Text section ::
○ ○ ○ ○

I'm Glad I Wasn't a Teen Author

31 January 2020

I had one goal as a middle schooler. I had one dream that consumed my mind and motivated me in my early days of writing: I wanted to publish a book. But more than that, I wanted to publish a book as a teenager, to be the youngest author on the New York Times Best Seller list. While this lofty goal had an arrogance to it that I didn't recognize as a young writer, it wasn't pride that built up this dream for me. It was the fear that I would only be successful as a writer if I was able to achieve greatness at a young age.

I had no confidence in my actual writing abilities. I knew I had peers who were incredibly gifted, and that my stories and prose paled in comparison to them. I felt like I almost didn't deserve to be published when there were so many better authors out there, but this made me want it all the more. In my mind, I thought that being published young would be a way I could prove to myself and everyone else that I was a good writer, that I was just as talented as my friends. I somehow didn't think anyone would care about a book I had written, unless it came with the impressive asterisk that I was published young. However, this race against time to write a story for publication ultimately caused more harm than good in my development as a writer.

○ ○ ○ ○

Task instructions ::
[1] In the first paragraph of the teen author essay, what does the writer say they wanted? List each item in the essay's own words.
[2] Carry on the teen author essay from where it stops.
The lines after this are separate material, apart from the teen author essay.

Raw records ::
○ ○ ○ ○

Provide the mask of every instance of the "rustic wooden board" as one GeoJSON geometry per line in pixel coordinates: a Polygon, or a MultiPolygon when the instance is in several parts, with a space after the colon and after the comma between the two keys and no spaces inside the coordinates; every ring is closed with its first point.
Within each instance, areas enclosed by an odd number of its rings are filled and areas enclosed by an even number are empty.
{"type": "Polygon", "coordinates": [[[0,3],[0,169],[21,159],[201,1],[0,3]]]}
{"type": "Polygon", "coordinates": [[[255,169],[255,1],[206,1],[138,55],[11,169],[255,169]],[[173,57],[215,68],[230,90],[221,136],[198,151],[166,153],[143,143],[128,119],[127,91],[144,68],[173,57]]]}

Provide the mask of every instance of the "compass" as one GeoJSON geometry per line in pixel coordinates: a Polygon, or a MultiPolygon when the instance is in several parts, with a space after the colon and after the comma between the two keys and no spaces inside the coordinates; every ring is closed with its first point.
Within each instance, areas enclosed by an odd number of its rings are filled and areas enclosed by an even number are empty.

○ ○ ○ ○

Set of answers ::
[1]
- to publish a book
- to publish a book as a teenager
- to be the youngest author on the New York Times Best Seller list

[2]
Wanting to be published is great motivation for budding writers. There's nothing wrong with wanting to see your name in print, to physically hold your work in your hands, to want to share your story with the world. I still to this day would love to publish something. My problem when I was young was the strict time frame I felt like I had to follow in order to amount to anything.

I watched as other young authors entered the spotlight, in traditional and self publishing. I wanted to join their ranks, but I was frustrated that I couldn't crank out a bunch of writing and actually finish a book. Instead of working to cultivate my writing voice, or to take my time developing characters and a well constructed story, I was discouraged and thought I just couldn't write fast enough. I was ceaselessly comparing myself to other writers my age. In the end, my writing went stagnant, life got busy, and I left my teenage years without a published novel under my name.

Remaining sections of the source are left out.